_Task requirements:_
Without omitting anything, return the records precisely as given.

_Dataset records:_
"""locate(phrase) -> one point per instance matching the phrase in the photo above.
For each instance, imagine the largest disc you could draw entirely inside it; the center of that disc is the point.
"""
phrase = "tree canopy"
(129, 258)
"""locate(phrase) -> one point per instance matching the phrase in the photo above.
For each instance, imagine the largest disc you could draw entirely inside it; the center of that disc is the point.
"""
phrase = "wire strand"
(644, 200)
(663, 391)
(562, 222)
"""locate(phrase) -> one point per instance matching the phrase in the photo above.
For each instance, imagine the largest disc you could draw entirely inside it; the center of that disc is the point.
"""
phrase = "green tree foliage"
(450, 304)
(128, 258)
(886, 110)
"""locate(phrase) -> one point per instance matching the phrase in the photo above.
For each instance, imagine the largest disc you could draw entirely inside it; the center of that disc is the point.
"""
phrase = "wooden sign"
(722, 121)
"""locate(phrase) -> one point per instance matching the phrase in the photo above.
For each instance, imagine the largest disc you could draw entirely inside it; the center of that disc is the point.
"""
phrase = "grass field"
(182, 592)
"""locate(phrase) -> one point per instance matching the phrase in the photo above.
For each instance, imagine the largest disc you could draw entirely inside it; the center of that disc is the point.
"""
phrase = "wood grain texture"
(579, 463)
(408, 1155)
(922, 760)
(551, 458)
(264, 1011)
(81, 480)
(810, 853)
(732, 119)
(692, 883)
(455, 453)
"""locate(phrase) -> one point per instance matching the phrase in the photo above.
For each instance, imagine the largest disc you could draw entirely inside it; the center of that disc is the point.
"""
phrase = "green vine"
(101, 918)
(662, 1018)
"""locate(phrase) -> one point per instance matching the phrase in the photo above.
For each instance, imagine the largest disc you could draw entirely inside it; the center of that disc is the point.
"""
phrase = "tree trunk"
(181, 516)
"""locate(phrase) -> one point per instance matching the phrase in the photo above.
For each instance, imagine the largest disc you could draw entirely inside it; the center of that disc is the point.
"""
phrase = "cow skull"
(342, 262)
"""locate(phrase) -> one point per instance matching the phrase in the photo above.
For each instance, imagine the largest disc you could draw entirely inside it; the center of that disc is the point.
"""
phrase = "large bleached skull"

_Result of the exercise:_
"""locate(phrase) -> one point per instance matching the phrase in the photo above.
For each instance, imagine the largest disc you could draw entirely inside it; the center of that disc is the point.
"""
phrase = "tree canopy"
(129, 258)
"""locate(phrase) -> one point per instance matching the phrase in the photo above.
For each instance, imagine the largest disc you could draw entirely inside it; the center of that disc is the point.
"""
phrase = "wire strand"
(644, 200)
(663, 391)
(562, 222)
"""locate(phrase) -> one point per instance matching the phrase in the photo above.
For each instance, imagine the largest disc you could draw entirely inside it; the center of that disc is the point.
"""
phrase = "green tree foliage"
(450, 304)
(128, 258)
(886, 110)
"""locate(phrase) -> one point per instance matching the phrase in the photo above.
For each instance, imagine the largest disc you could draw entirely inside it; the center of that disc is the point.
"""
phrase = "wooden sign"
(722, 121)
"""locate(phrase) -> one point per instance matching the phrase in the photo above.
For each instance, imagine the largest disc you could draw entirely inside it; the center of that disc is the point.
"""
phrase = "grass field"
(182, 592)
"""locate(phrase) -> one point per instance matching the phrase in the photo above.
For each instance, imagine the largest disc you could draw entirely inside it; the center of that disc is the point.
"""
phrase = "wood grain texture"
(579, 463)
(408, 1155)
(922, 760)
(551, 458)
(264, 1011)
(81, 480)
(810, 853)
(732, 119)
(692, 883)
(455, 453)
"""locate(phrase) -> one point per instance matching the phrase in the photo above.
For each instance, imagine the largest disc you could draw entirely inside it; the center of that disc is the point.
"""
phrase = "green vine"
(101, 918)
(662, 1018)
"""locate(phrase) -> one point per instance matching the phrase in the photo above.
For each instance, imagine the largest disc you could draw entirely inside it; the center of that disc is the point.
"""
phrase = "tree trunk"
(181, 516)
"""locate(phrase) -> one point per instance matching the phrase in the photo above.
For each instance, imagine the largest disc you could draw entirely inside it; the center of that disc is the point.
"""
phrase = "cow skull"
(342, 262)
"""locate(phrase) -> one point per instance matching the phrase in the photo above.
For each instance, imagine the largest disc you could draw entirely inside it; the center of that disc is the point.
"""
phrase = "large bleached skull"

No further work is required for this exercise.